## [CONSIGNE]
Présentez sous forme de liste numérotée tout ce qui va de la ligne contenant « Spot the metal container, then » jusqu'à la ligne contenant « (1128, 534) », ces deux lignes comprises et sans les lignes vides.

## [DONNÉES]
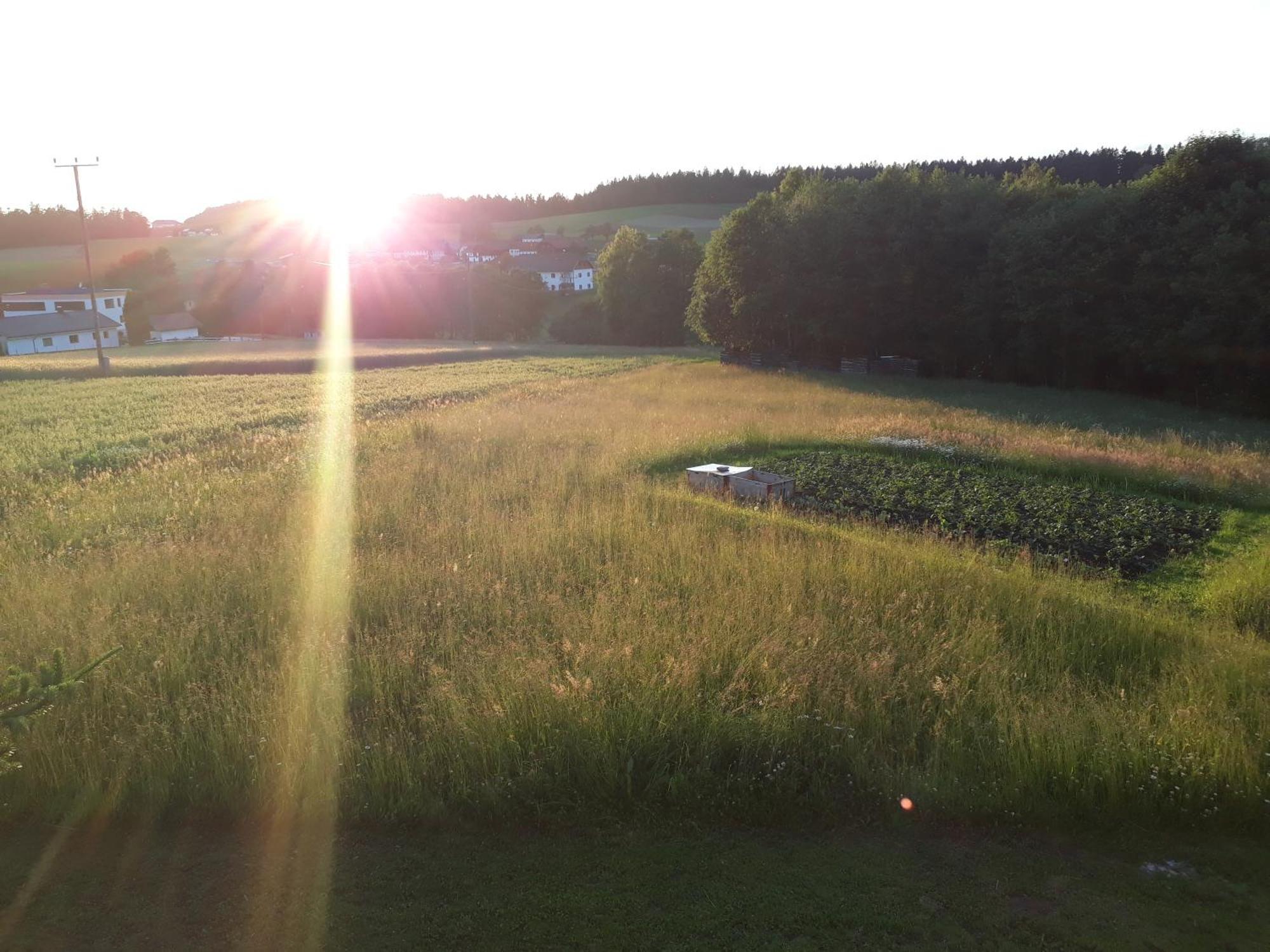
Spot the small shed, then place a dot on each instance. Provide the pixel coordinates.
(744, 482)
(175, 327)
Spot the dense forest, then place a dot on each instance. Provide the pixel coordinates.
(37, 227)
(1103, 167)
(1158, 286)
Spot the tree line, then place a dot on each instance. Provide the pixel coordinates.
(37, 227)
(1102, 167)
(1158, 286)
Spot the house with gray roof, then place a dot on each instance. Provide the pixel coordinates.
(175, 327)
(559, 271)
(51, 332)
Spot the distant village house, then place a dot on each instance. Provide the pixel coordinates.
(175, 327)
(559, 271)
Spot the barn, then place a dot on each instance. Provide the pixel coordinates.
(175, 327)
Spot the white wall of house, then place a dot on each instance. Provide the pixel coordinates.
(181, 334)
(582, 279)
(55, 343)
(107, 304)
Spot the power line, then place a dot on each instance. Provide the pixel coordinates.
(104, 362)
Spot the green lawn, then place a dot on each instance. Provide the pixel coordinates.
(557, 700)
(199, 887)
(25, 268)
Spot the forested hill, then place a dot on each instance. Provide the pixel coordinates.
(1103, 167)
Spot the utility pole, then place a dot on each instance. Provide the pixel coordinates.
(104, 362)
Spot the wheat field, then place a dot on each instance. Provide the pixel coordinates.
(544, 623)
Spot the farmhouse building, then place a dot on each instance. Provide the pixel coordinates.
(559, 271)
(175, 327)
(110, 301)
(59, 319)
(51, 332)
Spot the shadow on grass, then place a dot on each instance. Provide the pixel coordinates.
(164, 885)
(749, 449)
(1078, 409)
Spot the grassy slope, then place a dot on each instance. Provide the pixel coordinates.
(159, 887)
(509, 553)
(655, 219)
(201, 359)
(23, 268)
(538, 629)
(55, 430)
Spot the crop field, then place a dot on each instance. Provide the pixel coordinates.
(967, 498)
(497, 609)
(58, 430)
(655, 219)
(543, 621)
(25, 268)
(234, 357)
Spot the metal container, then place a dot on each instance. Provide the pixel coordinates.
(742, 482)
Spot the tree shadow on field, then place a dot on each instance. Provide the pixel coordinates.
(906, 887)
(1079, 409)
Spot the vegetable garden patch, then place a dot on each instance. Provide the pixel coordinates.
(1128, 534)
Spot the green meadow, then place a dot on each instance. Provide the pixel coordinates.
(653, 219)
(542, 629)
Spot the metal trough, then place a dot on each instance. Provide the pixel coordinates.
(744, 482)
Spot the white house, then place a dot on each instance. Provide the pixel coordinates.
(53, 332)
(60, 319)
(175, 327)
(110, 301)
(559, 271)
(482, 253)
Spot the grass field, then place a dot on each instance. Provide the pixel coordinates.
(655, 219)
(225, 357)
(25, 268)
(539, 625)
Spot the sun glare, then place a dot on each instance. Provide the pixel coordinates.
(342, 204)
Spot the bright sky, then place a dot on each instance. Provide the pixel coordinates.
(191, 105)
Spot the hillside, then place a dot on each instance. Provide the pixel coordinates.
(23, 268)
(653, 219)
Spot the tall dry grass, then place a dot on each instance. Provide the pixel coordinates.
(539, 626)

## [RÉPONSE]
1. Spot the metal container, then place a dot on each instance. Provide the pixel coordinates.
2. (742, 482)
3. Spot the tree shadow on field, then place a dot on each instance. Provide the pixel coordinates.
4. (906, 887)
5. (1079, 409)
6. Spot the vegetable garden patch, then place a dot on each instance. Provide the pixel coordinates.
7. (1128, 534)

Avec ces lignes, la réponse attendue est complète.